------ Extracted data
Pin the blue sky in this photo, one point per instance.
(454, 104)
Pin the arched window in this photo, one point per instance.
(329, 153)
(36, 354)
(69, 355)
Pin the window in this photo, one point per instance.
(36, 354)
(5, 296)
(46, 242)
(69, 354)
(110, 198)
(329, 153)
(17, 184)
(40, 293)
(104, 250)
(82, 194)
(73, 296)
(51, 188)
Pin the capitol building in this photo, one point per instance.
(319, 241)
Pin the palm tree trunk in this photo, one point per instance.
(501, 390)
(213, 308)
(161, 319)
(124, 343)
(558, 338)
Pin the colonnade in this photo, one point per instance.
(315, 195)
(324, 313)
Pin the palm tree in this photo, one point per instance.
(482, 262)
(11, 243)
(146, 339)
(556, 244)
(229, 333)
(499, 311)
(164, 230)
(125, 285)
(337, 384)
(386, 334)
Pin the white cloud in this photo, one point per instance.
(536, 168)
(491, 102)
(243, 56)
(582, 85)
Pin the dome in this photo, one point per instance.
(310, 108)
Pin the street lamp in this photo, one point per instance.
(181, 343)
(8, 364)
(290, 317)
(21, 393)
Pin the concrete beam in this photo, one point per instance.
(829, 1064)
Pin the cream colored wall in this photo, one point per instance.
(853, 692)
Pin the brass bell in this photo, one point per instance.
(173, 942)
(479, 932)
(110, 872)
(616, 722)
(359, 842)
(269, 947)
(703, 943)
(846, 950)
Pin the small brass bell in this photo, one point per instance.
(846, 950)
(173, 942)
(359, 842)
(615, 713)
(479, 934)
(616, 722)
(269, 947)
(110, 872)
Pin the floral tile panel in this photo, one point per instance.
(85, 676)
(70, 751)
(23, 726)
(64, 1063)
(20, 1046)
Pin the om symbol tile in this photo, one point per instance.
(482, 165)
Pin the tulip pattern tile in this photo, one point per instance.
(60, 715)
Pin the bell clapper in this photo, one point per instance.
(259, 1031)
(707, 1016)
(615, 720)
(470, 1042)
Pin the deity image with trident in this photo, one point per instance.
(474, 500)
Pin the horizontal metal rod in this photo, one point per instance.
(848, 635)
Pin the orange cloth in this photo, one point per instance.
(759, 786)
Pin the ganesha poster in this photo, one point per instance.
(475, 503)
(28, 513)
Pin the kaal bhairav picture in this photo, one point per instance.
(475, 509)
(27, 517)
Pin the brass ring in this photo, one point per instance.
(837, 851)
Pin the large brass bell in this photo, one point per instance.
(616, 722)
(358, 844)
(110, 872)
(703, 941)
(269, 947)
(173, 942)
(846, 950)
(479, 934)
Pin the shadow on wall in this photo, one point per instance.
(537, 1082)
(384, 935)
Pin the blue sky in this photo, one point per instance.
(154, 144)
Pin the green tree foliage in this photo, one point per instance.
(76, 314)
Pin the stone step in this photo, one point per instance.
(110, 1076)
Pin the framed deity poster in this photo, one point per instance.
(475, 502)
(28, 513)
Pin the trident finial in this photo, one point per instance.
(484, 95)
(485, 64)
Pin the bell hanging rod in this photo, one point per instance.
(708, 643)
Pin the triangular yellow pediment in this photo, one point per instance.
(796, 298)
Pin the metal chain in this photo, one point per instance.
------------
**What the exercise asks:** Write out, word for word, every line from the one containing "Pin the brass bell" through the last line of the records above.

**Task solution:**
Pin the brass bell in this photo, one point per instance.
(173, 942)
(479, 932)
(110, 872)
(616, 722)
(359, 842)
(269, 947)
(703, 943)
(846, 950)
Pin the small brass bell in this photo, one point per instance.
(846, 950)
(173, 942)
(359, 842)
(615, 713)
(479, 934)
(616, 722)
(269, 947)
(110, 872)
Pin the floral tile panel in this photo, one point per instance.
(85, 676)
(70, 751)
(23, 726)
(64, 1063)
(20, 1046)
Pin the om symbol tile in this photo, one point per instance.
(482, 165)
Pin the tulip pattern tile in this photo, one point per instance.
(60, 715)
Pin the bell clapper in this photo, one point per instance.
(259, 1031)
(707, 1016)
(615, 720)
(470, 1042)
Pin the deity image with trident in this photo, one point per instance.
(474, 500)
Pin the horizontal metal rod in this photo, one point per instance.
(848, 635)
Pin the orange cloth in this photo, one point per instance.
(759, 786)
Pin the ganesha poster in this photo, one point per instance.
(475, 503)
(28, 513)
Pin the kaal bhairav picture in this photo, one point per instance.
(475, 509)
(27, 517)
Pin the brass ring in this photo, one point per instance.
(837, 851)
Pin the large brass bell in this photo, one point per instance.
(616, 722)
(358, 844)
(110, 872)
(703, 941)
(269, 947)
(173, 942)
(846, 950)
(479, 934)
Pin the shadow on wall in this photo, one point per instance.
(537, 1082)
(384, 935)
Pin the blue sky in this photo, one point per instance.
(154, 144)
Pin the green tree foliage in this photo, one point per instance.
(76, 314)
Pin the stone step in this photo, one point per instance.
(110, 1076)
Pin the framed deity poster in this photo, one point per instance.
(475, 502)
(28, 513)
Pin the trident finial in this photo, one point per instance.
(484, 95)
(485, 64)
Pin the bell hanging rod in this photo, one point per instance.
(708, 643)
Pin the triangular yellow pediment in this photo, one point per instance.
(796, 298)
Pin the metal chain in this photo, one point per instance.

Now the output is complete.